→ Selected excerpt:
Issue (i): whether production of form 32 was conclusive to establish that the assessee was not the first purchaser of declared goods and thereby exempt from purchase tax.
Analysis: Under section 5(4) of the Karnataka Sales Tax Act, 1957 and rule 26(9)(a) of the Karnataka Sales Tax Rules, 1957, declared goods were subject to single-point levy at the first sale or first purchase in the State. Form 32 was a declaration supporting the claim that tax had already attached at the appropriate point, but it did not by itself conclusively establish that the assessee was not the first purchaser. The burden remained on the assessee to show, by acceptable evidence, that the purchases were not the first taxable purchases.
Conclusion: Form 32 was not conclusive, and the assessee was required to adduce additional acceptable evidence to establish non-liability.
Issue (ii): whether the assessing authority could sustain the levy solely on cross-verification with the sellers without proper consideration of the assessee's purchase bills and other evidence.

→ Records with labeled shapes:
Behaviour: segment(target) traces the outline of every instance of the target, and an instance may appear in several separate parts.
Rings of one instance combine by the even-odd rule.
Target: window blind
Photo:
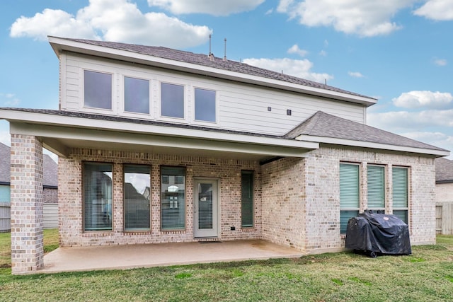
[[[125,165],[123,192],[126,231],[149,230],[150,187],[149,165]]]
[[[340,164],[340,233],[346,233],[348,221],[359,214],[359,165]]]
[[[84,229],[112,230],[112,165],[84,164]]]
[[[392,168],[394,215],[408,223],[408,169]]]
[[[241,172],[241,208],[242,226],[253,226],[253,171]]]
[[[185,168],[161,168],[161,227],[163,230],[185,227]]]
[[[384,168],[368,165],[368,209],[385,209]]]

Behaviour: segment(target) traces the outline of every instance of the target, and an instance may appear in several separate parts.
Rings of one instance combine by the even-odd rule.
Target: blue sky
[[[376,98],[368,124],[453,150],[452,32],[451,0],[2,0],[0,107],[58,109],[47,35],[207,54],[212,35],[216,57],[226,38],[229,59]]]

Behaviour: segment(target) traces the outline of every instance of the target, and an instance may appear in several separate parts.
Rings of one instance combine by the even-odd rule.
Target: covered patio
[[[59,248],[45,255],[44,267],[33,273],[296,258],[303,255],[262,240]]]

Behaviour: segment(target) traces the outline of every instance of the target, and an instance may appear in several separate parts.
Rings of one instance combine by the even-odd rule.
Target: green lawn
[[[0,243],[4,243],[0,234]],[[232,251],[233,252],[233,251]],[[59,301],[445,301],[453,236],[409,256],[349,252],[294,260],[26,276],[0,269],[0,300]]]

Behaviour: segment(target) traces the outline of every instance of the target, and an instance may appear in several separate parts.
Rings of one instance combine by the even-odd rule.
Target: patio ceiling
[[[263,161],[274,157],[304,157],[319,148],[318,143],[275,137],[79,117],[49,119],[48,115],[29,113],[6,118],[11,133],[38,137],[45,149],[62,157],[74,148],[83,148]]]

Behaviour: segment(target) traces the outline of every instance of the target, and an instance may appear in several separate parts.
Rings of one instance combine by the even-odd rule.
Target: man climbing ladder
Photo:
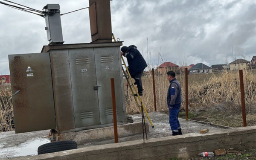
[[[128,47],[123,46],[121,50],[121,55],[127,58],[129,72],[131,77],[135,80],[134,84],[137,85],[138,93],[141,96],[143,94],[141,77],[144,70],[147,67],[147,63],[140,51],[137,49],[137,47],[134,45]],[[138,96],[137,93],[134,96]]]
[[[114,40],[114,41],[115,42],[116,42],[116,40],[115,36],[114,36],[114,35],[113,33],[112,33],[112,37],[113,38],[113,39]],[[119,39],[119,38],[117,38],[118,41],[119,41],[118,39]],[[128,49],[128,50],[129,50],[129,49]],[[126,53],[126,52],[125,52],[125,53]],[[137,90],[136,90],[135,87],[134,86],[134,84],[132,81],[131,76],[131,74],[130,74],[130,72],[129,72],[129,70],[128,70],[128,68],[127,66],[126,66],[126,64],[125,64],[125,61],[124,60],[124,58],[123,58],[122,56],[121,56],[121,58],[122,58],[122,61],[123,62],[123,64],[122,64],[122,65],[123,65],[125,66],[125,69],[126,70],[126,71],[125,71],[125,69],[124,69],[124,68],[123,68],[122,67],[122,70],[123,71],[123,73],[124,74],[124,76],[125,76],[125,79],[127,81],[127,83],[128,84],[128,86],[129,86],[130,87],[130,89],[131,89],[131,92],[134,95],[134,99],[135,100],[135,102],[136,102],[136,103],[137,104],[137,105],[138,105],[138,107],[139,107],[139,109],[140,110],[140,111],[141,112],[141,113],[142,112],[143,112],[143,110],[144,110],[144,111],[145,111],[145,113],[146,114],[146,116],[147,116],[147,118],[148,118],[148,121],[149,121],[149,122],[150,123],[150,125],[152,126],[152,128],[154,128],[154,125],[153,125],[153,123],[152,123],[152,121],[151,121],[151,119],[150,119],[150,118],[149,118],[149,116],[148,116],[148,112],[147,112],[147,111],[146,110],[145,107],[144,106],[144,105],[142,103],[142,100],[140,98],[140,94],[139,94],[139,93],[137,91]],[[144,70],[144,69],[145,68],[144,68],[143,69],[143,70]],[[134,93],[136,93],[136,94],[134,94]],[[142,108],[143,108],[142,110],[141,109],[141,107]]]

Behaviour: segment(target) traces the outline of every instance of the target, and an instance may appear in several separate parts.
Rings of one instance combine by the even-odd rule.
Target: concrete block
[[[147,132],[148,132],[148,124],[145,123]],[[118,137],[131,136],[142,133],[142,122],[128,123],[117,126]],[[65,133],[55,133],[56,141],[73,140],[78,145],[83,144],[88,140],[98,140],[106,138],[114,138],[113,126],[80,131]]]
[[[29,157],[15,160],[166,160],[188,159],[203,151],[234,148],[244,150],[256,147],[256,126],[227,129],[208,134],[188,134],[95,145]],[[131,157],[132,157],[131,158]]]
[[[214,153],[214,155],[215,156],[218,156],[219,155],[224,155],[227,153],[226,152],[226,149],[215,149],[213,151],[213,153]]]
[[[227,154],[234,154],[234,155],[240,155],[241,153],[238,151],[236,150],[231,150],[231,151],[227,151]]]
[[[206,133],[209,131],[209,130],[208,129],[204,129],[200,130],[200,133],[204,134]]]

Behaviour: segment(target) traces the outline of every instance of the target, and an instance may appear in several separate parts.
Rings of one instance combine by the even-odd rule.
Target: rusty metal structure
[[[16,133],[113,125],[111,78],[116,89],[117,124],[126,122],[122,43],[111,41],[109,1],[89,3],[92,43],[50,41],[41,53],[9,55]]]

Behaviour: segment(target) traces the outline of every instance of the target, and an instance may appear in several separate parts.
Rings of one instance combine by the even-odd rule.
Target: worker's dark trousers
[[[142,81],[141,81],[141,77],[143,74],[143,70],[137,73],[134,76],[133,78],[135,80],[135,85],[137,85],[138,87],[138,93],[142,93],[143,88],[142,87]]]
[[[178,131],[178,129],[181,128],[180,122],[178,119],[178,115],[180,111],[180,107],[181,104],[172,106],[172,108],[169,107],[169,123],[171,129],[173,132]]]

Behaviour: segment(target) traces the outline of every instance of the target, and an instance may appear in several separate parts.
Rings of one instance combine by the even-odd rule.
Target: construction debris
[[[234,154],[234,155],[241,155],[241,153],[240,151],[236,150],[227,151],[227,154]]]
[[[209,130],[208,129],[204,129],[200,130],[200,133],[201,134],[204,134],[206,133],[209,131]]]
[[[215,149],[213,151],[214,154],[215,156],[218,156],[219,155],[224,155],[227,153],[226,149]]]

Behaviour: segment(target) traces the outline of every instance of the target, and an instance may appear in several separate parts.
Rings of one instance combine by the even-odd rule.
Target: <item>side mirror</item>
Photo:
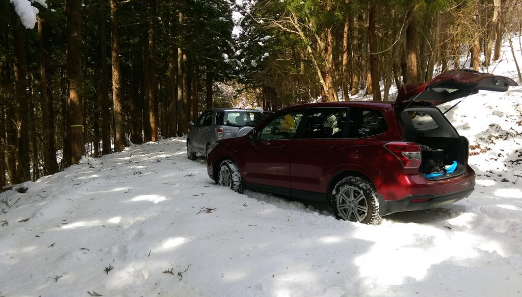
[[[257,145],[257,131],[256,129],[252,129],[252,131],[250,131],[250,133],[248,134],[248,139],[250,139],[250,141],[252,143],[252,146],[255,146]]]

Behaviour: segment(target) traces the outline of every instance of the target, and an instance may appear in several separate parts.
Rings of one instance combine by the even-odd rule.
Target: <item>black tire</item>
[[[187,140],[187,157],[191,160],[195,160],[197,157],[196,152],[192,151],[192,145],[190,140]]]
[[[218,185],[241,193],[243,193],[242,182],[241,173],[235,163],[231,160],[221,162],[218,171]]]
[[[208,156],[208,153],[210,151],[210,144],[207,143],[207,146],[205,148],[205,157],[207,157]]]
[[[339,220],[370,225],[381,221],[377,191],[365,178],[349,176],[339,180],[330,195],[330,206]]]

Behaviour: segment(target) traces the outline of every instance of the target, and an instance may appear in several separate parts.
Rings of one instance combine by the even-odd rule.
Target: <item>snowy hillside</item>
[[[0,195],[0,296],[522,296],[521,104],[515,87],[448,112],[474,192],[377,226],[218,187],[183,138],[84,158]]]

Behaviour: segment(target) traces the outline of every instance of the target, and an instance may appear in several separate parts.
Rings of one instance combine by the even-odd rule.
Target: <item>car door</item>
[[[294,136],[303,115],[302,111],[287,112],[256,132],[255,145],[244,155],[243,174],[248,188],[290,195]]]
[[[292,196],[322,200],[329,173],[346,161],[346,107],[323,107],[307,113],[294,141],[290,174]],[[324,196],[324,195],[323,195]]]
[[[205,146],[208,141],[209,132],[212,130],[212,110],[206,110],[198,118],[197,122],[193,127],[196,129],[193,132],[192,145],[194,150],[199,153],[205,152]]]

→ Given exercise 1:
From the sales tax excerpt above, extract the passage starting with "Conclusion: Form 32" and going on through "and other evidence.".
→ Given exercise 2:
In the sales tax excerpt, at what point were declared goods subject to single-point levy?

→ Exercise result 1:
Conclusion: Form 32 was not conclusive, and the assessee was required to adduce additional acceptable evidence to establish non-liability.
Issue (ii): whether the assessing authority could sustain the levy solely on cross-verification with the sellers without proper consideration of the assessee's purchase bills and other evidence.

→ Exercise result 2:
At the first sale or first purchase in the State.